→ **READING PASSAGE**
These 7, 15, 20 s are just wild guesses. I am sure all these figures can be made accurate and expressed in terms of $v$, etc. But I am really busy at the moment for the next few days. So I shall just stop here and work out the math next time.

Below is an explanation on the non-synchrony of moving clocks:

 

[PeterDonis]

This observer argues that an observer in the train frame would measure this time to be smaller since moving clocks run slower

Yes, this is the mistake. In fact, the observer in the train frame measures the time between events BD and AD to be longer, not shorter, than the time between them in the Earth frame.

The two moving clocks on the train, the one at A and the one at B, indeed run slower than those on earth. But they are not synchronized!

More precisely, they are not synchronized in the Earth frame. Yes, this would explain, from the Earth observer's point of view, why, even though the train clocks run slow as seen in the Earth frame, the time interval between events BD and AD is still longer in the train frame.

 

[Happiness]

Yes that explains it.

Would you then agree that these sentences are in fact correct?

The train observer measures the time interval between event BD and event AD and then multiply it by $v$ to get the length AB. In the train frame, the Earth and hence point D are moving at speed $v$ too. The distance traveled by D during this time is the length AB.

[Moderator's note: off topic comments deleted.]

 

[Ibix]

They seem fine to me.

You just seem to have been making the classic mistake of trying to apply the length contraction and time dilation formulas without being wary of when they apply. Just figure out the coordinates of the events you're interested in and use the Lorentz transforms.

→ **DATA EXCERPT**

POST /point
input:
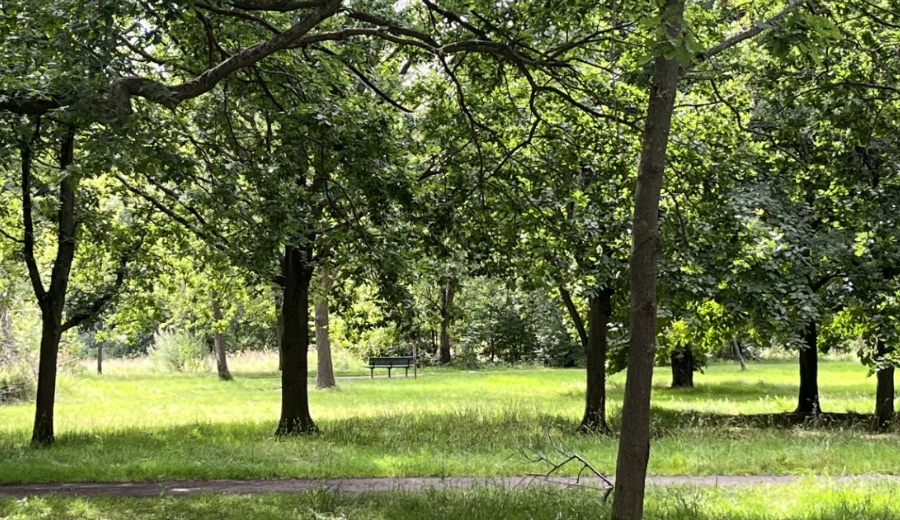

→ **WHAT THIS EXERCISE ASKS**
A: Sum up the thread on moving clocks in two sentences.
B: Please echo the thread on moving clocks word for word, starting at "Yes that explains" and ending at "is the length AB.".

→ **SOLUTIONS**
A: In the thread, the train observer measures the interval between events BD and AD as longer than in the Earth frame, because the train clocks at A and B run slow but are not synchronized in the Earth frame. Multiplying that interval by $v$ gives the length AB, which Ibix accepts, tracing the earlier error to applying the length contraction and time dilation formulas without care and advising use of event coordinates and the Lorentz transforms.

B:
Yes that explains it.

Would you then agree that these sentences are in fact correct?

The train observer measures the time interval between event BD and event AD and then multiply it by $v$ to get the length AB. In the train frame, the Earth and hence point D are moving at speed $v$ too. The distance traveled by D during this time is the length AB.